- Text:

((

Oireachtas Joint and Select Committees

Wednesday, 14 February 2024

Joint Oireachtas Committee on Social Protection

Energy Poverty: Discussion (Resumed)

Photo of Denis NaughtenDenis Naughten (Roscommon-Galway, Independent) | Oireachtas source

I have a couple of brief questions. I want to correct the record as regards the funding. In January 2018, under Project Ireland 2040, significant capital funding was set aside for retrofitting homes, with a target of 45,000 homes per annum. Of course, Covid caused a problem after that. I do not want the impression to be given that there was no funding commitment until recently.

))

- Dataset extract:
((

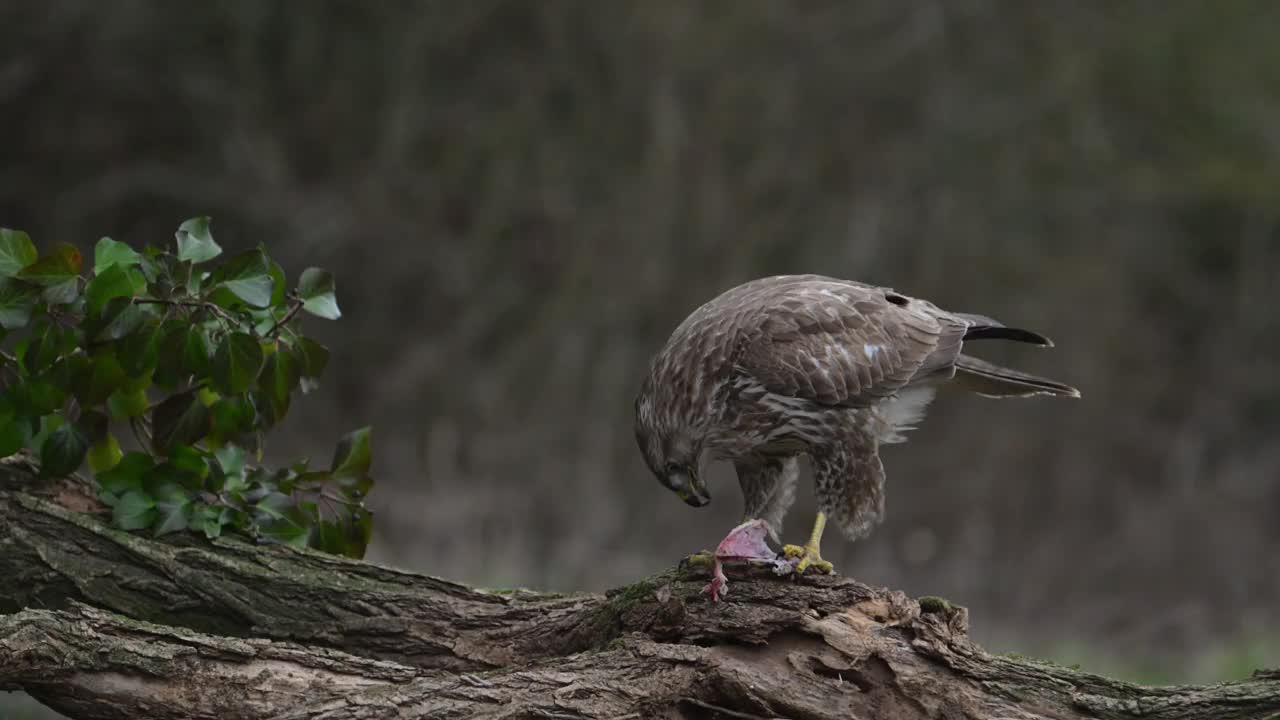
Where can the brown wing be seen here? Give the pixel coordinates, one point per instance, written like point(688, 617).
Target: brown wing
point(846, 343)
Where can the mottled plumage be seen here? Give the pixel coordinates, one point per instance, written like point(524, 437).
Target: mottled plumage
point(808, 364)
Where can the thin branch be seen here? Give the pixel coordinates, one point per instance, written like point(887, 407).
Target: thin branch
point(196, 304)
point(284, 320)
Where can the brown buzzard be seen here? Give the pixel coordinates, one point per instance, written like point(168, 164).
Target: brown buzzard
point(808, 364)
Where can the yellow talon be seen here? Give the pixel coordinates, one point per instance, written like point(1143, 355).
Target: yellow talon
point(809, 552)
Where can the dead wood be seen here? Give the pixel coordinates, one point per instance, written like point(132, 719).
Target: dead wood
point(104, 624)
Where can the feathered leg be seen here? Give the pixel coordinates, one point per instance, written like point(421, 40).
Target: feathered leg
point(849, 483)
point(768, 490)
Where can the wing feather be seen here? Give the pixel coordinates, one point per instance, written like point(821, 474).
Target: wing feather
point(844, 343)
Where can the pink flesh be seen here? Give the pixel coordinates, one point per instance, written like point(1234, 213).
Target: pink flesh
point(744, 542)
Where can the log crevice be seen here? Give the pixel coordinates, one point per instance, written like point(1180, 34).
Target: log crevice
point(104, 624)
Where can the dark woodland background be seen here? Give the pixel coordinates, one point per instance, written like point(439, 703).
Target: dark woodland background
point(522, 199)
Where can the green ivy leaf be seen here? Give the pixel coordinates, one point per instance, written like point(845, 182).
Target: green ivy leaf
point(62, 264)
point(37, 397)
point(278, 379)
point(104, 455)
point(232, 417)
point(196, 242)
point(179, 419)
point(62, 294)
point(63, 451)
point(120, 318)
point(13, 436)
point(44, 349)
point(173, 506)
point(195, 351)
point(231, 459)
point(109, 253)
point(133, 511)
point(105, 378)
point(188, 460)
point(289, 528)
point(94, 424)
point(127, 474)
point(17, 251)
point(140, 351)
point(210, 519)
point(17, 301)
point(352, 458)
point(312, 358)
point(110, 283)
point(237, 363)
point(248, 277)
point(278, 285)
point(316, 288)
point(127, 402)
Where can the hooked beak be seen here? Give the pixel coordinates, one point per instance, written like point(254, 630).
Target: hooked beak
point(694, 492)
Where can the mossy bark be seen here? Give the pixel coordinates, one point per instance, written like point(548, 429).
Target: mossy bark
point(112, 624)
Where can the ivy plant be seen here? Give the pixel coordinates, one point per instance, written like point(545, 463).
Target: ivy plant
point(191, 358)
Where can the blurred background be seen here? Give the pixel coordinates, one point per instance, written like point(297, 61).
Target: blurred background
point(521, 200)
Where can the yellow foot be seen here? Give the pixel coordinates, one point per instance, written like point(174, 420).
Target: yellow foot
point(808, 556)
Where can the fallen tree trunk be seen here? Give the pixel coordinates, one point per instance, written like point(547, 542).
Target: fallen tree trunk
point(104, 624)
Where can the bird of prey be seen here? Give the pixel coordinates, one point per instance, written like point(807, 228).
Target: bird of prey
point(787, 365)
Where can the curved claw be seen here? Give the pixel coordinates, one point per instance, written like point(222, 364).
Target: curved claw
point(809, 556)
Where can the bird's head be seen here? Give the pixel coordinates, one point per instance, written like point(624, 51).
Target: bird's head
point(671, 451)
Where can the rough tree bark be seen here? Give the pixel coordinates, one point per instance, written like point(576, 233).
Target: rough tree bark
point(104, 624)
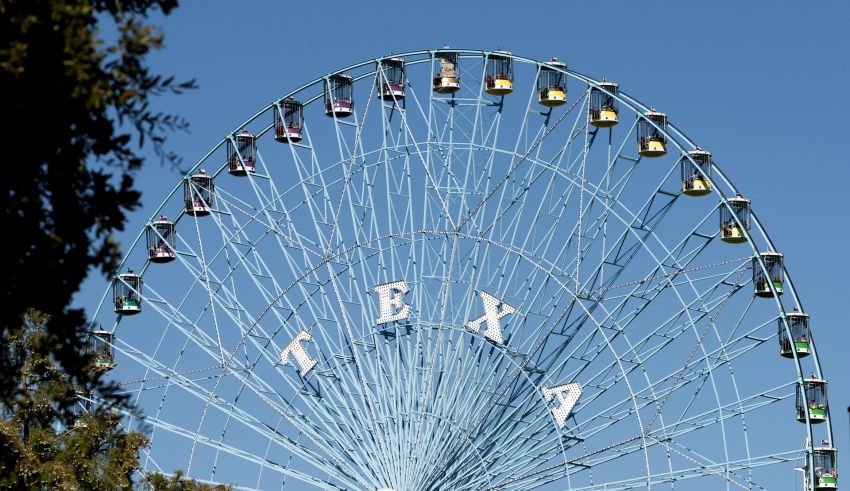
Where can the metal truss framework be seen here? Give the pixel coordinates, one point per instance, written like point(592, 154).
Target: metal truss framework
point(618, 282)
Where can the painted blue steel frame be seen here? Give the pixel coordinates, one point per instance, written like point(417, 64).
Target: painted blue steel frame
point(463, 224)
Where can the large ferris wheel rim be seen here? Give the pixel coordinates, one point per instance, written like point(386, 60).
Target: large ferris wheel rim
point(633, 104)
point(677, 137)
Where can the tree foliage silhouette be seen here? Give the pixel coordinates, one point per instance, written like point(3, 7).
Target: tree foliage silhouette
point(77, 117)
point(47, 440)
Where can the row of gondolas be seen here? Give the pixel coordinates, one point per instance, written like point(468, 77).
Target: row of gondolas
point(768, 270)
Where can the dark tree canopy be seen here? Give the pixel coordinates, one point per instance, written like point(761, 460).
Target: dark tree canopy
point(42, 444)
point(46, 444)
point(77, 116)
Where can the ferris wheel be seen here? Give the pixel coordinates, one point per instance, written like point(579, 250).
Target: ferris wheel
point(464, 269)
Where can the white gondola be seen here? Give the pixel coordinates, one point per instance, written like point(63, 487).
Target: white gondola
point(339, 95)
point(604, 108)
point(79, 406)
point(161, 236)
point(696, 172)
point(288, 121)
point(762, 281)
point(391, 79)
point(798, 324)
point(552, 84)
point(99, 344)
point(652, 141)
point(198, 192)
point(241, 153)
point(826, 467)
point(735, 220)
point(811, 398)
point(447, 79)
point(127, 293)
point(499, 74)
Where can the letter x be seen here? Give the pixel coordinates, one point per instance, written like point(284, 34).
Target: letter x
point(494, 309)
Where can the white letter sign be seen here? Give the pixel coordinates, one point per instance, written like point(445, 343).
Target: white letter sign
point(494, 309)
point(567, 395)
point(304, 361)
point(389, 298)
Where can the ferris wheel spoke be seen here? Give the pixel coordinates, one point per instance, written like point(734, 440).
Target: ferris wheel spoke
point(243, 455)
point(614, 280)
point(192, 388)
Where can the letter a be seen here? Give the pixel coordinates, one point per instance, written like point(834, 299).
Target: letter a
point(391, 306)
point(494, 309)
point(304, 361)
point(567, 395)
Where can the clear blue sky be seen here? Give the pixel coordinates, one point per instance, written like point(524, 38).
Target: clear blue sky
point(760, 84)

))

- What to do:
- 1) In the energy poverty discussion, why does Denis Naughten want to correct the record about funding? Answer in one to three sentences.
- 2) According to the energy poverty discussion, what yearly target for retrofitting homes was set in January 2018?
The listing has nothing to do with the text.

- Responses in order:
- 1) He does not want people to get the impression that there was no funding commitment until recently. In January 2018, under Project Ireland 2040, significant capital funding was set aside for retrofitting homes.

- 2) The target was 45,000 homes per annum.